(Stored entries)
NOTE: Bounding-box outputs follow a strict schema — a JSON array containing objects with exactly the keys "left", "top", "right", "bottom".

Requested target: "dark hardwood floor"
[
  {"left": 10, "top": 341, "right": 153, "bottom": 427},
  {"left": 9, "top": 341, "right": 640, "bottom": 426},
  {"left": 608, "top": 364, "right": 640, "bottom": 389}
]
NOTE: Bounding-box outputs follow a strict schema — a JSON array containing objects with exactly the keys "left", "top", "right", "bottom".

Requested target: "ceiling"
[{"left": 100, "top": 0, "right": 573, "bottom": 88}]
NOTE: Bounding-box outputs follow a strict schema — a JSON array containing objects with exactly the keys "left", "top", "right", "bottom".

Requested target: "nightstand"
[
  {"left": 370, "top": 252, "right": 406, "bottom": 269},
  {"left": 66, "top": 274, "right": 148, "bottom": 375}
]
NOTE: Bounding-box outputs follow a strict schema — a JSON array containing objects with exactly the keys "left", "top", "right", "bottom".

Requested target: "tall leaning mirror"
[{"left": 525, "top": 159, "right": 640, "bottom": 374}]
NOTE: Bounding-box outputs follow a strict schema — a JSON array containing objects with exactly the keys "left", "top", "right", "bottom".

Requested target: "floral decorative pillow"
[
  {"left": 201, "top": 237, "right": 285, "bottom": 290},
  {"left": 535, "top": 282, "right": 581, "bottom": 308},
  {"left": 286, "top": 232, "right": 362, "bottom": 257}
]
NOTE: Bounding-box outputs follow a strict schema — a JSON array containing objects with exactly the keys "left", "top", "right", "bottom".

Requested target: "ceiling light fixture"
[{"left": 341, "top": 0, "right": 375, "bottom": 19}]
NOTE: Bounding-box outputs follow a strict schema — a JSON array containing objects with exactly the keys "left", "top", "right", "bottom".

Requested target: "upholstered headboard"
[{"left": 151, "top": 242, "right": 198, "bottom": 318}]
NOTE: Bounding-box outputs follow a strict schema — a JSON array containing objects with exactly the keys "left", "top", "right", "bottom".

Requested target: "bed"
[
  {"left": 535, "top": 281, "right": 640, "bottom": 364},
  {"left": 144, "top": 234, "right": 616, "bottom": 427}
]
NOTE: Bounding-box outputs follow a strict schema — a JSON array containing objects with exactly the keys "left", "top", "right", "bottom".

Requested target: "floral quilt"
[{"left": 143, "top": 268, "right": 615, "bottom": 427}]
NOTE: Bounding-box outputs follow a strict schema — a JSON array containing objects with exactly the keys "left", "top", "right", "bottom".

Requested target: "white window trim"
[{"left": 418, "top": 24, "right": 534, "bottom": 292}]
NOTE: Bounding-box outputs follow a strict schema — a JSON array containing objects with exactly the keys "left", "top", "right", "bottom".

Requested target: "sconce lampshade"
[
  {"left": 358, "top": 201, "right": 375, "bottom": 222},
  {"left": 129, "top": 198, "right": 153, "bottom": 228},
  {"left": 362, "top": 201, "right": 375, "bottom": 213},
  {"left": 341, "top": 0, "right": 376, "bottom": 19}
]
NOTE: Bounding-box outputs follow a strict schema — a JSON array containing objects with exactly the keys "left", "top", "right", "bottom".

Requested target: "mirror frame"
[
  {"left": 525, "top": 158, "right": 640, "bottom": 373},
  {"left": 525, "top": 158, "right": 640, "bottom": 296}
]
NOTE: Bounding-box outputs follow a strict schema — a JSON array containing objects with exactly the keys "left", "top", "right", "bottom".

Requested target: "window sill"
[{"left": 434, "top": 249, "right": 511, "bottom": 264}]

:: Your assignment ::
An exact, complete copy of the data is the only acceptable answer.

:: Exercise result ::
NOTE: Bounding-box outputs follow a strict schema — a JSON array containing objects with exactly the keys "left", "top", "right", "bottom".

Requested target: "dark hardwood floor"
[
  {"left": 10, "top": 341, "right": 153, "bottom": 427},
  {"left": 9, "top": 341, "right": 640, "bottom": 426},
  {"left": 608, "top": 364, "right": 640, "bottom": 389}
]
NOTE: Bounding-box outputs follow a strict schema — a JSON array containing objects with exactly the keys "left", "top", "right", "bottom".

Requested target: "ceiling"
[{"left": 100, "top": 0, "right": 573, "bottom": 88}]
NOTE: Bounding-box outputs follow a strict schema — a JSON array containing objects with exactly the keys "left", "top", "right", "bottom".

Requested target: "nightstand"
[
  {"left": 370, "top": 252, "right": 406, "bottom": 269},
  {"left": 66, "top": 274, "right": 148, "bottom": 375}
]
NOTE: Bounding-box outputs follow a strict schema — a JSON array containing objects with exactly the keys "left", "top", "right", "bottom".

Requested target: "tall leaning mirror"
[{"left": 525, "top": 159, "right": 640, "bottom": 374}]
NOTE: Bounding-box outputs follow a strict schema — a JSON array containing objects with exactly the keys "left", "top", "right", "bottom".

Requested target: "floral decorative pillow"
[
  {"left": 201, "top": 237, "right": 285, "bottom": 290},
  {"left": 535, "top": 282, "right": 581, "bottom": 308},
  {"left": 286, "top": 232, "right": 362, "bottom": 257}
]
NOTE: Bounding-box outputs follow a strict schema — a JSON array containing objects with exactly the keys "left", "top", "right", "bottom".

Requested target: "ceiling light fixture"
[{"left": 341, "top": 0, "right": 375, "bottom": 19}]
NOTE: Bounding-box outputs follow a strict schema — a JSON array containing objects with exactly the keys "left", "top", "right", "bottom".

Requested target: "upholstered headboard"
[{"left": 151, "top": 242, "right": 198, "bottom": 318}]
NOTE: Bounding-box outputs follow a strict schema — a JSON array containing objects with exactly the keys "left", "top", "right", "bottom".

Requested target: "bed"
[
  {"left": 535, "top": 281, "right": 640, "bottom": 364},
  {"left": 144, "top": 234, "right": 616, "bottom": 427}
]
NOTE: Bounding-box outputs follow a strict schema — a JSON array containing objects with exactly the keys "left", "top", "right", "bottom".

Requested target: "floral quilt"
[{"left": 143, "top": 268, "right": 615, "bottom": 427}]
NOTE: Bounding-box outputs follow a strict schema — a JSON array containing objects with exactly the keys "left", "top", "right", "bottom".

Requested target: "white window trim"
[{"left": 418, "top": 24, "right": 534, "bottom": 292}]
NOTE: Bounding-box outputs follow a strict schema — a JSON array containing objects with exactly the keys "left", "top", "right", "bottom".

Requested target: "sconce lampshade"
[
  {"left": 358, "top": 201, "right": 375, "bottom": 222},
  {"left": 129, "top": 198, "right": 153, "bottom": 228},
  {"left": 362, "top": 201, "right": 375, "bottom": 213},
  {"left": 341, "top": 0, "right": 376, "bottom": 19}
]
NOTE: Bounding-box outputs follow a strict schema — a JSON array containing objects with exactly the keys "left", "top", "right", "bottom".

Requested target: "mirror frame"
[
  {"left": 525, "top": 158, "right": 640, "bottom": 373},
  {"left": 525, "top": 158, "right": 640, "bottom": 296}
]
NOTE: Bounding-box outputs follow a strict schema — a JSON array containing objects with exactly the keys "left", "top", "right", "bottom".

Requested target: "window sill"
[{"left": 434, "top": 249, "right": 511, "bottom": 264}]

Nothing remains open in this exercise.